### EXERCISE PROMPT
Every record is to be transcribed exactly as written.

Saved data entries:
——

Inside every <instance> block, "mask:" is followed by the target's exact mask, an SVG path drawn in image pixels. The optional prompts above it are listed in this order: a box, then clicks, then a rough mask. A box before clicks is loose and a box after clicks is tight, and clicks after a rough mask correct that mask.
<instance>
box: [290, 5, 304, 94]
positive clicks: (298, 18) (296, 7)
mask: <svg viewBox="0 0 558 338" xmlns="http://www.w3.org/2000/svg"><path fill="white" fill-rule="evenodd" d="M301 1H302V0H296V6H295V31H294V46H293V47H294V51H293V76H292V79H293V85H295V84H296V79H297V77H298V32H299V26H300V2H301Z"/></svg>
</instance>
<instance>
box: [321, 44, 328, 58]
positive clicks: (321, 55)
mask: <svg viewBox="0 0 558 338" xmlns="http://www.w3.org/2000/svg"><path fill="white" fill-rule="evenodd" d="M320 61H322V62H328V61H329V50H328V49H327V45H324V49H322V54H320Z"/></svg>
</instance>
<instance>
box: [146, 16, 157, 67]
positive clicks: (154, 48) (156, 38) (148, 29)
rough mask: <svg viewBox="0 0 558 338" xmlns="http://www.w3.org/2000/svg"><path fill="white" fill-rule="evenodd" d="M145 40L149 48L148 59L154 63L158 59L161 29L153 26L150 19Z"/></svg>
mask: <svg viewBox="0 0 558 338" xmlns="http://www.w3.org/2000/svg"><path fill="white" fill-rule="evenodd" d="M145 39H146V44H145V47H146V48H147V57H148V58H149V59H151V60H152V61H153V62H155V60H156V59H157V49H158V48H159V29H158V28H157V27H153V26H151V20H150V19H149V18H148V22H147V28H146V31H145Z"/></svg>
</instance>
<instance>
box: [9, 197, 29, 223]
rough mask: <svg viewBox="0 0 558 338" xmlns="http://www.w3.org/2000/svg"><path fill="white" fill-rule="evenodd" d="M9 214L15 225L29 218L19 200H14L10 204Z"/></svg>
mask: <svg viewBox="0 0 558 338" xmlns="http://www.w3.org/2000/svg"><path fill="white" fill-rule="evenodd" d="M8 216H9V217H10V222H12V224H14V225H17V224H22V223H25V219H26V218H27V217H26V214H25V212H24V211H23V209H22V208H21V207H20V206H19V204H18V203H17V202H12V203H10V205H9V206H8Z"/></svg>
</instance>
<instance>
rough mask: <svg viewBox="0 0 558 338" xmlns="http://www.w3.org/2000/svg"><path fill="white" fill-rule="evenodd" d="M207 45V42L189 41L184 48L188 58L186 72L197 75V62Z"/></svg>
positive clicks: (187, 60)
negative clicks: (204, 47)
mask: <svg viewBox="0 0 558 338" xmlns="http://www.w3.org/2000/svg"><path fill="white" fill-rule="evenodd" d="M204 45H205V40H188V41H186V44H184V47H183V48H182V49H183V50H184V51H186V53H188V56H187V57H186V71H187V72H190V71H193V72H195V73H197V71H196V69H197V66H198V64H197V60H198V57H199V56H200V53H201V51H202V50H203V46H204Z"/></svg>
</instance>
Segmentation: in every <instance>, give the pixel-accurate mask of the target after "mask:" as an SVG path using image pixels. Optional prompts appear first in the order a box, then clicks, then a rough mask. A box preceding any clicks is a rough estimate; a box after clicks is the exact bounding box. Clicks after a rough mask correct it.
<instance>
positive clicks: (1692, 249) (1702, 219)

——

### EXPECTED ANSWER
Inside every <instance> block, "mask:" is followed by the target's exact mask, an SVG path drawn in image pixels. The optional prompts above it are listed in this order: a box, then clicks, then a rough mask. A box before clicks is loose and a box after clicks is tight, and clicks after a rough mask correct that mask.
<instance>
box: [290, 5, 304, 94]
positive clicks: (298, 18) (296, 7)
mask: <svg viewBox="0 0 558 338" xmlns="http://www.w3.org/2000/svg"><path fill="white" fill-rule="evenodd" d="M301 1H302V0H296V6H295V31H294V46H293V47H294V51H293V76H292V79H293V85H295V84H296V79H297V77H298V32H299V26H300V2H301Z"/></svg>
</instance>
<instance>
box: [321, 44, 328, 58]
positive clicks: (321, 55)
mask: <svg viewBox="0 0 558 338" xmlns="http://www.w3.org/2000/svg"><path fill="white" fill-rule="evenodd" d="M320 61H322V62H328V61H329V50H328V49H327V45H324V49H322V54H320Z"/></svg>
</instance>
<instance>
box: [146, 16, 157, 67]
positive clicks: (154, 48) (156, 38) (148, 29)
rough mask: <svg viewBox="0 0 558 338" xmlns="http://www.w3.org/2000/svg"><path fill="white" fill-rule="evenodd" d="M145 40L149 48L148 59L154 63L158 59L161 29L153 26L150 19Z"/></svg>
mask: <svg viewBox="0 0 558 338" xmlns="http://www.w3.org/2000/svg"><path fill="white" fill-rule="evenodd" d="M145 39H146V44H145V47H146V48H147V57H148V58H149V59H151V60H152V61H153V62H155V60H156V59H157V49H158V48H159V29H158V28H157V27H153V26H151V20H150V19H149V18H148V22H147V28H146V31H145Z"/></svg>
</instance>
<instance>
box: [9, 197, 29, 223]
rough mask: <svg viewBox="0 0 558 338" xmlns="http://www.w3.org/2000/svg"><path fill="white" fill-rule="evenodd" d="M9 214L15 225L29 218L19 200H14L10 204Z"/></svg>
mask: <svg viewBox="0 0 558 338" xmlns="http://www.w3.org/2000/svg"><path fill="white" fill-rule="evenodd" d="M8 216H9V217H10V222H12V224H14V225H17V224H22V223H25V219H26V218H27V217H26V214H25V212H24V211H23V209H22V208H21V207H20V206H19V204H18V203H17V202H12V203H10V205H9V206H8Z"/></svg>
</instance>
<instance>
rough mask: <svg viewBox="0 0 558 338" xmlns="http://www.w3.org/2000/svg"><path fill="white" fill-rule="evenodd" d="M207 45V42L189 41L184 48L188 58L186 72L197 75V62Z"/></svg>
positive clicks: (187, 60)
negative clicks: (204, 47)
mask: <svg viewBox="0 0 558 338" xmlns="http://www.w3.org/2000/svg"><path fill="white" fill-rule="evenodd" d="M204 45H205V40H188V41H186V44H184V47H183V48H182V49H183V50H184V51H186V53H188V56H187V57H186V71H187V72H190V71H193V72H195V73H197V71H196V69H197V66H198V64H197V60H198V57H199V56H200V53H201V51H202V50H203V46H204Z"/></svg>
</instance>
Segmentation: in every <instance>, give the pixel-accurate mask of the target after "mask:" as an SVG path using image pixels. Optional prompts appear first in the order a box, then clicks, then a rough mask. A box preceding any clicks is a rough estimate; a box after clicks is the exact bounding box. Clicks after a rough mask correct it.
<instance>
positive clicks: (1692, 249) (1702, 219)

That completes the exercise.